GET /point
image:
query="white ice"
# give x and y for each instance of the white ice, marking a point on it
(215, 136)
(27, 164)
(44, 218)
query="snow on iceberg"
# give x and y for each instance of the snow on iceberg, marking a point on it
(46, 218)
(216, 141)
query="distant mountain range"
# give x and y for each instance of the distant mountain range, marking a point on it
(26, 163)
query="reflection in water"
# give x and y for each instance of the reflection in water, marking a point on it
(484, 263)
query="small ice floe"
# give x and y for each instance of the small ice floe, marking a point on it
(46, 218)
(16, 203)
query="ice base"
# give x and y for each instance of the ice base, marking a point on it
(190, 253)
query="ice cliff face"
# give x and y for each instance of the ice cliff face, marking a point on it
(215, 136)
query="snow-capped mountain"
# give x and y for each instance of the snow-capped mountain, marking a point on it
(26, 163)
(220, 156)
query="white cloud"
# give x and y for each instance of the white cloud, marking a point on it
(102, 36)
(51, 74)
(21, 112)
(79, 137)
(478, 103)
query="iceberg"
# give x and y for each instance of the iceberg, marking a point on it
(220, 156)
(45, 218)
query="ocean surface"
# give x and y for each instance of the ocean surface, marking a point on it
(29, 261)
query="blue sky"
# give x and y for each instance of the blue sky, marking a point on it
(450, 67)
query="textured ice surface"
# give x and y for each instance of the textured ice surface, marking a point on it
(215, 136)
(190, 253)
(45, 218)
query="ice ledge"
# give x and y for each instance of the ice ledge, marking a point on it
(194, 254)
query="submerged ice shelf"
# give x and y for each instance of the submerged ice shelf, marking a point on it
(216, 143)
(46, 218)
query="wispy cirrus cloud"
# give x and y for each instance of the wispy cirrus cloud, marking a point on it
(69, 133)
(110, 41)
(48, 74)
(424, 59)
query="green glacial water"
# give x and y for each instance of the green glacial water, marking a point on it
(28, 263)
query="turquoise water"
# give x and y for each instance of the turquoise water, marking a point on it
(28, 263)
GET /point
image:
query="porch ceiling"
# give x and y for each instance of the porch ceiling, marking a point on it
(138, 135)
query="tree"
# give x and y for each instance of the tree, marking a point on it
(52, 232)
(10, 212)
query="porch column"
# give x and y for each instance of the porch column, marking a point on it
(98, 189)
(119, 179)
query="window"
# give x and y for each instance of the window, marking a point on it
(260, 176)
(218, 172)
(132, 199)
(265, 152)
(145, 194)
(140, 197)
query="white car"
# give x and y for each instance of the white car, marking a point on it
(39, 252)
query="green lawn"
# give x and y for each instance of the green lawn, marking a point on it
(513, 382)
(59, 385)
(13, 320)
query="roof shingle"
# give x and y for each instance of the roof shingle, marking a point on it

════════

▸ **How to complete this task**:
Return each entry from the material above exactly as it appears.

▸ **Written solution**:
GET /point
image:
query="white ice"
# give x and y for each instance of the white ice, marking a point on it
(215, 136)
(27, 164)
(44, 218)
query="snow on iceberg"
# give x and y for each instance of the snow on iceberg, marking a point on it
(46, 218)
(216, 141)
query="distant mountain range"
# give x and y for each instance of the distant mountain range, marking a point on it
(26, 163)
query="reflection in water"
# give x and y for each instance of the reflection in water, marking a point on it
(484, 263)
query="small ice floe"
# give x and y for each instance of the small ice floe, marking a point on it
(46, 218)
(16, 203)
query="ice base"
# give x and y for each instance of the ice base, marking a point on it
(190, 253)
query="ice cliff face"
# give x and y for each instance of the ice cliff face, marking a point on it
(215, 136)
query="snow-capped mountain"
# give x and y for each instance of the snow-capped mountain, marking a point on it
(26, 163)
(220, 156)
query="white cloud"
# give x and y for each instance of the white cloud, marking a point on it
(102, 36)
(51, 74)
(21, 112)
(79, 137)
(478, 103)
query="iceberg"
# give x and y for each instance of the iceberg, marking a point on it
(220, 156)
(45, 218)
query="ocean surface"
# give x and y for each instance of the ocean surface, marking a point on it
(29, 261)
query="blue sky"
# give x and y for each instance of the blue sky, marking a point on it
(450, 67)
query="textured ice surface"
# give x and y for each instance of the textured ice surface, marking a point on it
(215, 136)
(190, 253)
(45, 218)
query="ice ledge"
# give x and y for each instance of the ice ledge, marking a point on it
(194, 254)
query="submerged ice shelf"
# give x and y for each instance of the submerged ice shelf, marking a point on it
(216, 143)
(46, 218)
query="wispy cirrus cloud"
# give x and y for each instance of the wispy cirrus cloud, marking a point on it
(69, 133)
(110, 41)
(48, 74)
(424, 59)
query="green glacial water"
# give x and y for each instance of the green glacial water, marking a point on it
(28, 263)
query="turquoise water"
# give x and y for each instance of the turquoise water, marking a point on it
(28, 263)
GET /point
image:
query="porch ceiling"
# give x and y for each instance of the porch ceiling, marking a point on it
(138, 135)
query="tree"
# give x and y for each instance of the tree, marking a point on it
(52, 232)
(10, 212)
query="porch column"
# give x and y for each instance of the porch column, marking a point on it
(98, 189)
(119, 179)
query="window"
# give x and y for each instance of the window, marking a point on it
(260, 176)
(218, 172)
(132, 199)
(265, 152)
(145, 194)
(140, 197)
query="white car"
# give x and y for each instance of the white car, marking a point on it
(39, 252)
query="green lawn"
# give x and y for each instance of the green lawn, marking a point on it
(513, 382)
(59, 385)
(13, 320)
query="roof shingle"
# give x and y for each instance of the roof shingle, marking a point on it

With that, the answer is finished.